WRITTEN REQUEST 1: In the basketball passage, how many games did the program win in total over the three years before this season?
WRITTEN REQUEST 2: From the basketball passage, extract the text starting at "I swallowed yet" and ending at "than one occasion.".

— begin PASSAGE SHOWN —

I swallowed yet another cup of water as my players took the floor for the third round game of the state basketball playoffs, a game that everyone knew we had no business playing. For over a decade, this basketball program resided in the cemetery of the dead and could be considered the laughing stock of the sport. Not only had a winning record eluded them for over a decade, the last three years were abysmal. Four total wins in those three years combined. With that kind of background, some had even questioned why I would take such a job. “You can’t win there,” I had been told on more than one occasion.
However, as I stood in that gym, only seconds before the third round of the playoffs tipped off, I took a moment to realize that not only had we done the unthinkable by having a winning record and making the playoffs, we had done the improbable by actually winning playoff games. Having watched our rise from the ashes throughout the year, charging into the playoffs, the entire community had rallied around our team. Signs and posters began to appear in store fronts and house lawns proclaiming that this team was Back From the Dead. By doing the unthinkable and the improbable, this team of high school boys had become the fresh water stream in an athletic program that had grown stale.

— end PASSAGE SHOWN —
— begin SUPPLIED DATA —

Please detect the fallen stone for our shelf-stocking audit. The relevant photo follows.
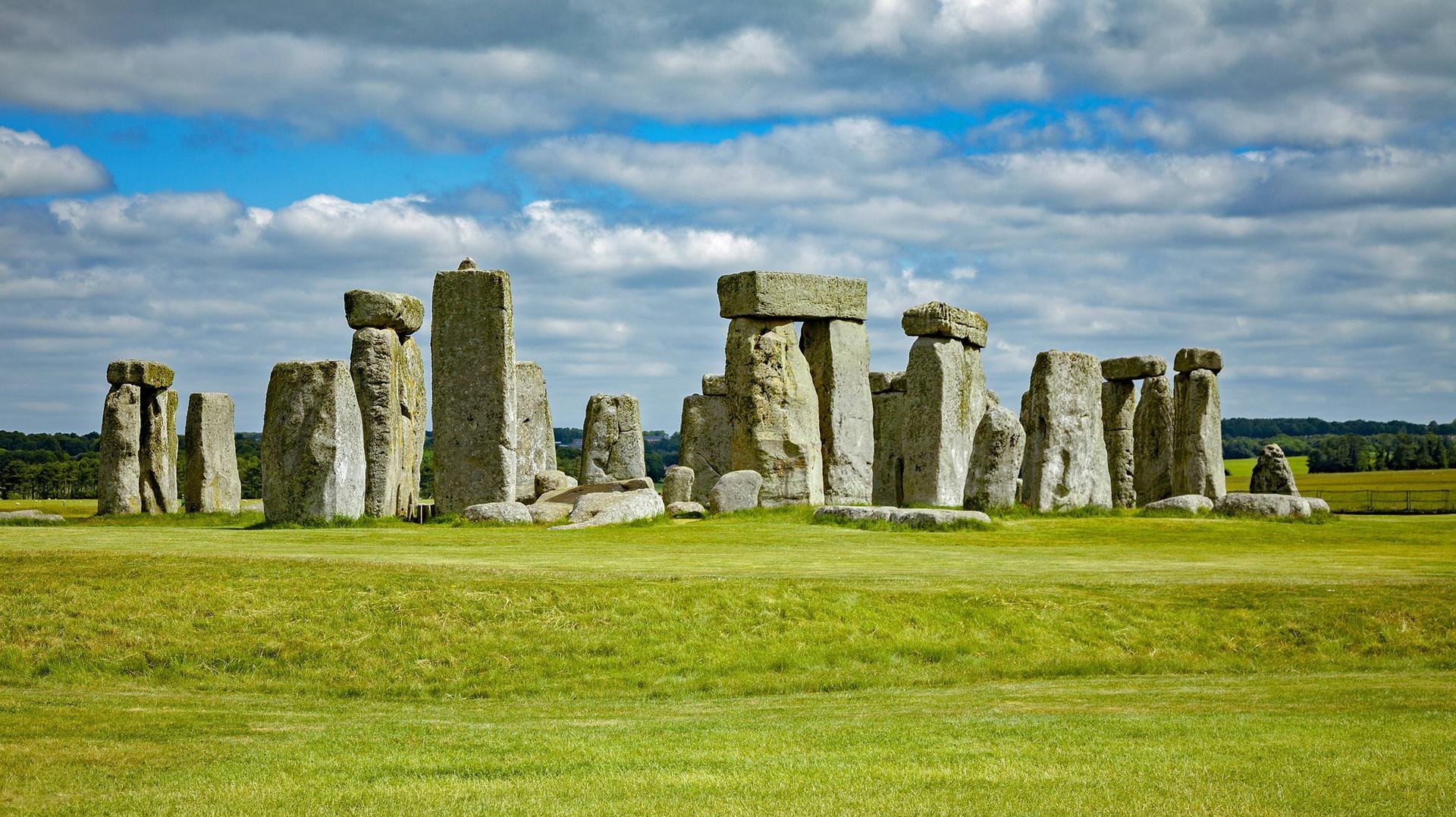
[1022,350,1112,513]
[184,391,243,514]
[344,290,425,338]
[460,502,535,524]
[962,402,1027,511]
[725,318,824,507]
[581,394,646,485]
[262,360,366,521]
[429,262,516,513]
[799,320,875,504]
[708,470,763,514]
[106,360,174,389]
[1249,443,1299,497]
[1143,494,1213,514]
[900,300,986,348]
[718,271,869,320]
[663,466,693,505]
[1174,347,1223,374]
[1102,354,1168,380]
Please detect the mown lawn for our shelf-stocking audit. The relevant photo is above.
[0,510,1456,814]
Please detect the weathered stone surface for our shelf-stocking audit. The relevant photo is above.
[869,372,905,394]
[725,318,824,507]
[964,402,1027,511]
[1143,494,1213,514]
[516,360,556,501]
[677,394,733,504]
[460,502,535,524]
[718,271,869,320]
[1102,354,1168,380]
[1174,347,1223,374]
[184,391,243,514]
[1022,350,1112,511]
[663,466,695,505]
[262,360,366,521]
[667,502,708,518]
[106,360,174,389]
[1172,369,1226,499]
[799,320,875,504]
[869,387,905,505]
[708,470,763,514]
[900,338,986,507]
[581,394,646,485]
[1102,380,1138,508]
[900,300,986,348]
[1133,376,1174,505]
[533,469,576,497]
[1213,494,1310,518]
[96,383,141,514]
[429,262,516,513]
[140,386,182,514]
[1249,443,1299,497]
[344,290,425,336]
[703,374,728,398]
[551,488,665,530]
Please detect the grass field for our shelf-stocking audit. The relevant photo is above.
[0,510,1456,814]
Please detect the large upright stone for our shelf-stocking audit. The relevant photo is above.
[1022,350,1112,511]
[725,318,824,507]
[516,360,556,501]
[799,320,875,505]
[964,402,1027,511]
[262,360,366,521]
[96,383,141,514]
[1174,369,1228,499]
[718,271,869,320]
[869,372,905,507]
[1133,376,1174,505]
[140,386,180,514]
[429,259,516,513]
[581,394,646,485]
[1102,380,1138,508]
[184,391,243,514]
[900,336,986,507]
[677,394,733,505]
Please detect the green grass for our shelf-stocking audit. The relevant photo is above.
[0,508,1456,814]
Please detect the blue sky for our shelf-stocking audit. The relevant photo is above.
[0,0,1456,431]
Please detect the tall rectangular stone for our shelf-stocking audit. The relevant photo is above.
[799,320,875,505]
[262,360,366,521]
[429,262,516,513]
[182,391,243,514]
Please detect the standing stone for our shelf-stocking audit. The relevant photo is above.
[799,320,875,505]
[869,372,905,507]
[581,394,646,485]
[184,391,243,514]
[1022,350,1112,511]
[1249,443,1299,497]
[96,383,141,514]
[262,360,366,521]
[964,402,1027,511]
[1133,376,1174,507]
[677,394,733,505]
[719,317,824,507]
[429,259,516,513]
[1174,369,1228,499]
[1102,380,1138,508]
[663,466,693,505]
[516,360,556,501]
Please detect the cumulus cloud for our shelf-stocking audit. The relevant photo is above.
[0,127,111,198]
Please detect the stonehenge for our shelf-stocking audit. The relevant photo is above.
[96,360,179,514]
[182,391,243,514]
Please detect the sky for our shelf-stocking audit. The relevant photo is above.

— end SUPPLIED DATA —

WORKED SOLUTION 1: Four.

WORKED SOLUTION 2:
I swallowed yet another cup of water as my players took the floor for the third round game of the state basketball playoffs, a game that everyone knew we had no business playing. For over a decade, this basketball program resided in the cemetery of the dead and could be considered the laughing stock of the sport. Not only had a winning record eluded them for over a decade, the last three years were abysmal. Four total wins in those three years combined. With that kind of background, some had even questioned why I would take such a job. “You can’t win there,” I had been told on more than one occasion.